■ SELECTION:

Strange Match Endpoint Result - Help Appreciated

Sort:
stephen_33

I'm currently involved in collating the results of the first RR in the TMCL 2018 tournament. The match endpoint API requests I've been making have gone without a hitch & I'm impressed at just how robust that system is. At present I'm not even bothering to trap errors relating to my API server requests & there hasn't been a single failure (out of several hundred), so kudos to the developers!

But I've hit a very small snag regarding the team name for the matches of just one of the groups taking part & it's this one:-

World's Best Chess Players - Лучшие Шахматисты в мире

I'm finding that the string I'm using, copied directly from the group's home page, doesn't correspond to the match endpoint name which is as follows:-

World's Best Chess Players - \u041b\u0443\u0447\u0448\u0438\u0435 \u0428\u0430\u0445\u043c\u0430\u0442\u0438\u0441\u0442\u044b \u0432 \u043c\u0438\u0440\u0435

I recognise the (Russian cyrilic?) unicode character codes used to represent the cyrilic part of the name but I don't understand why this should be giving me a problem. We have a host of teams with names that contain non Latin characters & they're all fine.

Another puzzle is this - when I do a comparison between the two strings using the command line of my Python (V3) interpreter like this...

"World's Best Chess Players - Лучшие Шахматисты в мире" == "World's Best Chess Players - \u041b\u0443\u0447\u0448\u0438\u0435 \u0428\u0430\u0445\u043c\u0430\u0442\u0438\u0441\u0442\u044b \u0432 \u043c\u0438\u0440\u0435"

..the result is True.

It's odd because my Python script is left treating the two names as if they're not the same but it appears to recognise them as the same on the command line, so what's going on?

* This team name involves the same process as the one above but cause no problems..

Захід

From a typical match endpoint for that group: "name":"\u0417\u0430\u0445\u0456\u0434"

skelos

I don't have an answer but am always wary in UTF-8 there are at least two "normal" forms. I gave up on Google's "Go" (golang) project to which I was a contributor because I couldn't in an application rely on comparing strings for equivalence. (They hand waved about library support, and may have done something since. As the "system programming" language also didn't desire to support all OS system calls, I returned to Perl/Python and C.)

I guess being yelled at/told off/disagreed with by Rob Pike is some sort of career achievement, but I'd rather he'd come to see my side of things and made his new language useful.

 

That's a bit off topic: point here is are all Unicode characters and strings always normalised the same way?

stephen_33

I can't answer that last question Giles but I'm guessing there's some incompatibility in one or more of the unicode characters used. As an afterthought I added an example of another name in cyrilic that gets treated in much the same way but works perfectly.

The two names share at least two character-codes: \u0430 & \u0445

It's not a huge problem because it doesn't cause my script to crash, just produces duplicated output as if the two names belong to two separate teams. Irritating though because otherwise it's working very well.

■ RAW DATA:
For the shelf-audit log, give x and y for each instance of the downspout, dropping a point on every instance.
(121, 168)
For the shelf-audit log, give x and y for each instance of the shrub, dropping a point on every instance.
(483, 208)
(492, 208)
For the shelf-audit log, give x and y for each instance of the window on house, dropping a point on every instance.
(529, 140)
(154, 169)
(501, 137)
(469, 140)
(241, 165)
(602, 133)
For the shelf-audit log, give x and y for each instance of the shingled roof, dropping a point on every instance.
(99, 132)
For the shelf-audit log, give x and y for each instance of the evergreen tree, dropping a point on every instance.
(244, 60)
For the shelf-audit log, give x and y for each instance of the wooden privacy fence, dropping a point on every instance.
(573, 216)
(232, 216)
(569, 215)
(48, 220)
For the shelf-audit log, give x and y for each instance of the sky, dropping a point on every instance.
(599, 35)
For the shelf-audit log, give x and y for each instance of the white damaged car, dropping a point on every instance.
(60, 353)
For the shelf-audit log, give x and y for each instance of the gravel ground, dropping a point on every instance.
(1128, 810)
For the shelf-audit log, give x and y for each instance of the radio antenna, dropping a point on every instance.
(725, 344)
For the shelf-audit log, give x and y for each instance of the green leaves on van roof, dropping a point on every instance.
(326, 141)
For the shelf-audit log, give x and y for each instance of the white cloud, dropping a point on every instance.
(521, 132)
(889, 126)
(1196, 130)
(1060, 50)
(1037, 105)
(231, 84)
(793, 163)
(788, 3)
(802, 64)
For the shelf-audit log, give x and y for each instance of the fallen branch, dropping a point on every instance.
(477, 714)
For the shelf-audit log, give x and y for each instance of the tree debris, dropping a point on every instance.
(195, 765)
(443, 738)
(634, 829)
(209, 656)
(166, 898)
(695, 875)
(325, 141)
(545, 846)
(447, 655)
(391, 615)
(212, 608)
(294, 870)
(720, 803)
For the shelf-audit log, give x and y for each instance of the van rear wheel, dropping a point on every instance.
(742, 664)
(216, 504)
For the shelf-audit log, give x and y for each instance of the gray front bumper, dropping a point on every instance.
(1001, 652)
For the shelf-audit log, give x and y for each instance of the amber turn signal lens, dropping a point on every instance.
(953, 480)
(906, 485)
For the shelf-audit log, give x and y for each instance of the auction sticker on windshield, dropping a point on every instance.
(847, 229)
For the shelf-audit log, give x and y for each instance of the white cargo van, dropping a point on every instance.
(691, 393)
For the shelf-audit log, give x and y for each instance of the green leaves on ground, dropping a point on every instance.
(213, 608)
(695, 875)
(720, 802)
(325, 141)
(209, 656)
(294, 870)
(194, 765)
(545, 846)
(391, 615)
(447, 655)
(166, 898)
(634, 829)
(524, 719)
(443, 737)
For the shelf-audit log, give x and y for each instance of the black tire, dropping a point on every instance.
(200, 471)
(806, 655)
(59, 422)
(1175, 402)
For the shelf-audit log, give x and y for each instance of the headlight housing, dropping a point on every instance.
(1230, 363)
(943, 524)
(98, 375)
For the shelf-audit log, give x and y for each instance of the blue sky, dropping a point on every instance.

■ GIVEN EXERCISE A: Give again the part of the match endpoint thread that begins at the words "I recognise the" and stops after "they're all fine.".
■ GIVEN EXERCISE B: In the match endpoint thread, what result did the Python command-line comparison of the two versions of the team name return?

■ CORRECT RESPONSE A:
I recognise the (Russian cyrilic?) unicode character codes used to represent the cyrilic part of the name but I don't understand why this should be giving me a problem. We have a host of teams with names that contain non Latin characters & they're all fine.

■ CORRECT RESPONSE B: True